> _MATERIAL SUPPLIED_:
— Start —

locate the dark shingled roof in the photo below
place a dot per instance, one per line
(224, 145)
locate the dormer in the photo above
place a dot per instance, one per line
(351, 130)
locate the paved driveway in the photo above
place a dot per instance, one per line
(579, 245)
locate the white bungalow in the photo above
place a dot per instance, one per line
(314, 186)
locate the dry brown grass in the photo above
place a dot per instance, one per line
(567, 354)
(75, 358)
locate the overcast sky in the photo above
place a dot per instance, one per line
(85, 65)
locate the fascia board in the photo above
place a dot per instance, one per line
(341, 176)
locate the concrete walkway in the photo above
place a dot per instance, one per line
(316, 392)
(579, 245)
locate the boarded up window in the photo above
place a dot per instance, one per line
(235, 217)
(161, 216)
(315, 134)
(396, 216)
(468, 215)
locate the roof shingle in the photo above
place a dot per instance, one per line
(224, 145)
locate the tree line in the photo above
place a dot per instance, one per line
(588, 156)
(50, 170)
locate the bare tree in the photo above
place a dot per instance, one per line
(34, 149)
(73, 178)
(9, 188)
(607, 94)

— End —
— Start —

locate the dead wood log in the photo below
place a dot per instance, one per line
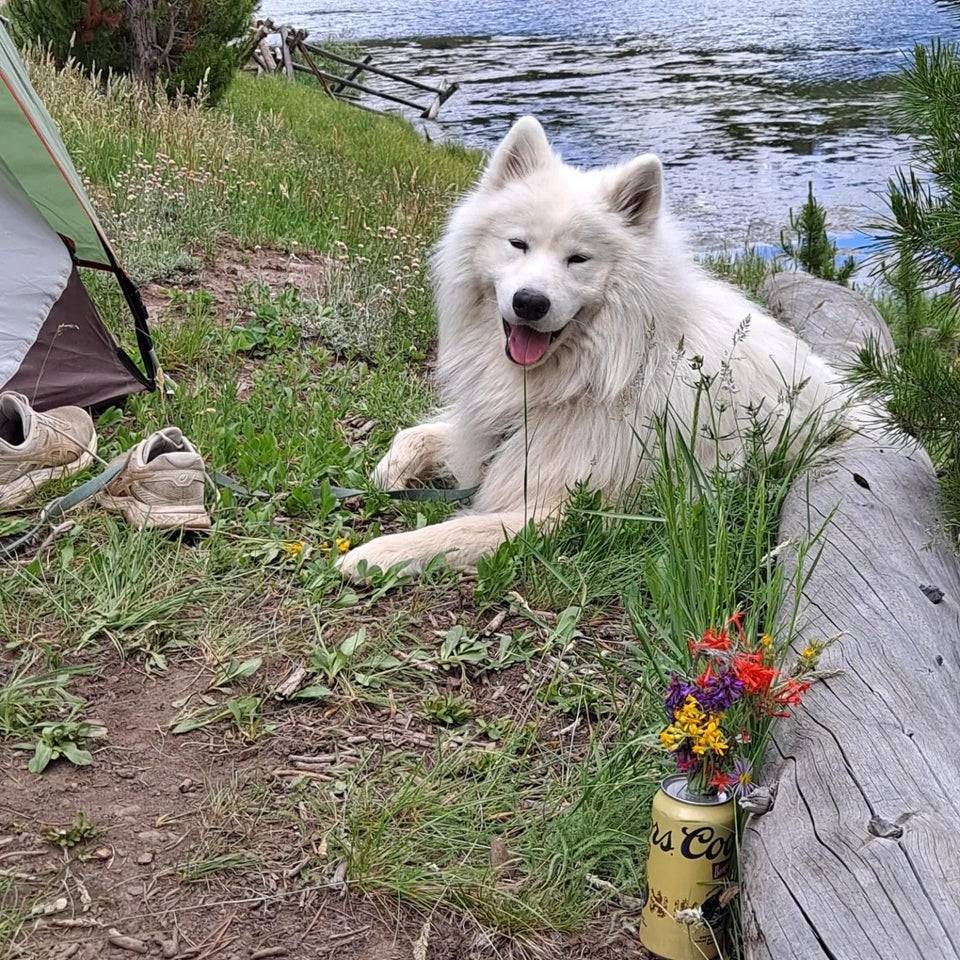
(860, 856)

— End —
— Start —

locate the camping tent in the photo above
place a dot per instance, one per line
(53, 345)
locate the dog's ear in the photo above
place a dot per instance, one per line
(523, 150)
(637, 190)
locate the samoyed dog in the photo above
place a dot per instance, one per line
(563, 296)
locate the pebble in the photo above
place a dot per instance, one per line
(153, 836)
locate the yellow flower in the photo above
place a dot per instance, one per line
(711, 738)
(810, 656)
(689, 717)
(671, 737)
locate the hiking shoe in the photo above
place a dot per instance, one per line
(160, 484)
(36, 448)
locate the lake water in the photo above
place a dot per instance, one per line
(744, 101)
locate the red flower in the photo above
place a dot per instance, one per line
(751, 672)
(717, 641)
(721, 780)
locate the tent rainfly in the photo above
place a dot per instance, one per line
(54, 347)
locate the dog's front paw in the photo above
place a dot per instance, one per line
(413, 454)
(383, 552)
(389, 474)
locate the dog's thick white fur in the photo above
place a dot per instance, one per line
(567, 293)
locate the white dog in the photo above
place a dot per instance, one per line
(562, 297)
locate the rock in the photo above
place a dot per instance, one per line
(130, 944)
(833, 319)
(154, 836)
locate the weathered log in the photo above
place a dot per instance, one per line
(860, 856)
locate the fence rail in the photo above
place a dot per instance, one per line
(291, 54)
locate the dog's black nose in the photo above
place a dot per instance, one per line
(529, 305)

— End —

> _INSTRUCTIONS TO FOLLOW_: Report every line of the records above that contains the string "below", copying each such line in full. Case counts, so match uppercase and lowercase letters exactly.

> _CORRECT RESPONSE_:
locate the dark shingled roof in the photo below
locate the dead wood log in the photo below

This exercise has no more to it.